▶ [Page excerpt]:
•••••

I do not understand how anything you said relates to the weakness of your argument that I’ve pointed out. Namely, that you’ve simply moved the values complexity problem somewhere else. All your reply is doing is handwaving that issue, again.
Human beings can’t endorse actions per se without context and implied goals. And the AI can’t simply iterate over all possible actions randomly to see what works without having some sort of model that constrains what it’s looking for. Based on what I can understand of what you’re proposing, ISTM the AI would just wander around doing semi-random things, and not actually do anything useful for humans, unless Hugh has some goal(s) in mind to constrain the search.
And the AI has to be able to model those goals in order to escape the problem that the AI is now no smarter than Hugh is. Indeed, if you can simulate Hugh, then you might as well just have an em. The “AI” part is irrelevant.
I wrote a follow-up partly addressing the issue of actions vs. outcomes. (Or at least, covering one technical isssue I omtitted from the original post for want of space.)
I agree that Hugh must reason about how well different actions satisfy Hugh’s goals, and the AI must reason (or make implicit generalizations about) these judgments. Where am I moving the values complexity problem? The point was to move it into the AI’s predictions about what actions Hugh would approve of.

•••••

▶ [Given task]:
Retype the passage of the forum exchange on the values complexity problem from "I do not understand" to "constrain the search.". The data that follows has no connection to the forum exchange above.

▶ [Collected material]:
•••••

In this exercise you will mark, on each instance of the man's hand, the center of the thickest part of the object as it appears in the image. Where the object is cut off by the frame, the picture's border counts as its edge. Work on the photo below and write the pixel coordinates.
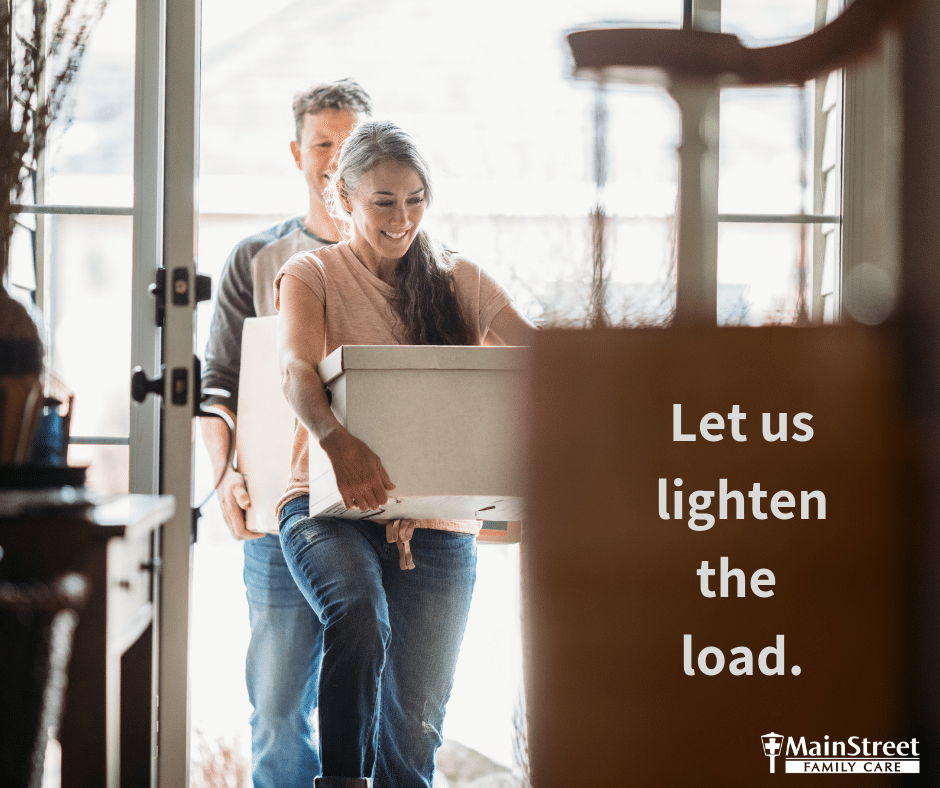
(360, 476)
(233, 498)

•••••

▶ [Written solution]:
I do not understand how anything you said relates to the weakness of your argument that I’ve pointed out. Namely, that you’ve simply moved the values complexity problem somewhere else. All your reply is doing is handwaving that issue, again.
Human beings can’t endorse actions per se without context and implied goals. And the AI can’t simply iterate over all possible actions randomly to see what works without having some sort of model that constrains what it’s looking for. Based on what I can understand of what you’re proposing, ISTM the AI would just wander around doing semi-random things, and not actually do anything useful for humans, unless Hugh has some goal(s) in mind to constrain the search.